Tasks to carry out
1: Can you reproduce the probability passage word for word, from "We know that" up to and including "and B independent?"?
2: Answer these from the probability passage:
(a) How many oranges does the box contain, and how many of them are good?
(b) In the coin-and-die problem, which single outcome makes up A ∩ B?
(c) In the final problem, which numbers on the die are marked in green?

Let us have a notation $P\left( A \right)$ denote the probability of picking a black card at first chance

$\therefore P\left( A \right)=\frac{26}{52}$

Similarly, let us have a notation $P\left( B \right)$ denote the probability of picking a black card at second chance.

Since there is no replacement 

$\therefore P\left( B \right)=\frac{25}{51}$

The probability that the both the cards are black is

$P\left( A\bigcap B \right)=\frac{1}{2}\times \frac{25}{51}$

$=\frac{25}{102}$

The probability that the both the cards are black is $\frac{25}{102}$

3. A box of oranges is inspected by examining three randomly selected oranges drawn without replacement. If all the three oranges are good, the box is approved for sale, otherwise, it is rejected. Find the probability that a box containing $15$ oranges out of which $12$ are good and $3$ are bad ones will be approved for sale.

Ans: Let A,B and C be the events and their probabilities defined as 

A: the first orange is good

$\therefore P\left( A \right)=\frac{12}{15}$

B: the second orange is good

$\therefore P\left( B \right)=\frac{1}{15}$

C: the third orange is good

$\therefore P\left( C \right)=\frac{10}{15}$

It is given that the box is approved for sale only when all the oranges are good.

Probability that the box is approved for sale=probability of all oranges to be good

Therefore probability of all oranges to be good=$\frac{12}{15}\times \frac{11}{15}\times \frac{10}{15}$

Thus probability that the box is approved for sale=$\frac{44}{91}$

4. A fair coin and an unbiased die are tossed. Let A be the event ‘head appears on the coin’ and B be the event $3$ on the die’. Check whether A and B are independent events or not.

Ans: The sample space is given by

$S=\left\{ \begin{align} & \left( H,1 \right),\left( H,2 \right)......\left( H,6 \right) \\ & \left( T,1 \right),\left( T,2 \right)........\left( T,6 \right) \\ \end{align} \right\}$

According to the question

$A=\left\{ \left( H,1 \right),\left( H,2 \right)......\left( H,6 \right) \right\}$

$\therefore P\left( A \right)=\frac{6}{12}$

\[B=\left\{ \left( H,3 \right),\left( T,3 \right) \right\}\]

$\therefore P\left( B \right)=\frac{2}{12}$

Also $\left( A\bigcap B \right)=\left\{ \left( H,3 \right) \right\}$

$\therefore P\left( A\bigcap B \right)=\frac{1}{12}$

We know that for A and B to be independent events

$P\left( A\bigcap B \right)=P\left( A \right)P\left( B \right)$

Now $P\left( A \right)P\left( B \right)=\frac{6}{12}\times \frac{2}{12}$

$\Rightarrow P\left( A \right)P\left( B \right)=\frac{1}{12}$

Which is as same as $P\left( A\bigcap B \right)$

Thus A and B are independent events

5. A die marked $1,2,3$ in red and $4,5,6$in green is tossed. Let A be the events, ‘the number is even,’ and B be the event, ‘the number is red’. Are A and B independent?

Available data
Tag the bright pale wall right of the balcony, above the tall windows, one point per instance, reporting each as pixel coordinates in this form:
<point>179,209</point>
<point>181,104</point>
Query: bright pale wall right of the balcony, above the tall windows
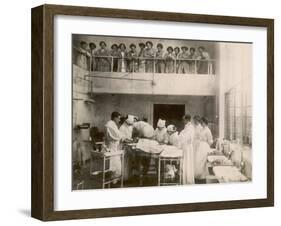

Answers to this exercise
1:
We know that for A and B to be independent events

$P\left( A\bigcap B \right)=P\left( A \right)P\left( B \right)$

Now $P\left( A \right)P\left( B \right)=\frac{6}{12}\times \frac{2}{12}$

$\Rightarrow P\left( A \right)P\left( B \right)=\frac{1}{12}$

Which is as same as $P\left( A\bigcap B \right)$

Thus A and B are independent events

5. A die marked $1,2,3$ in red and $4,5,6$in green is tossed. Let A be the events, ‘the number is even,’ and B be the event, ‘the number is red’. Are A and B independent?

2:
(a) 15 oranges, of which 12 are good.
(b) (H, 3).
(c) 4, 5 and 6.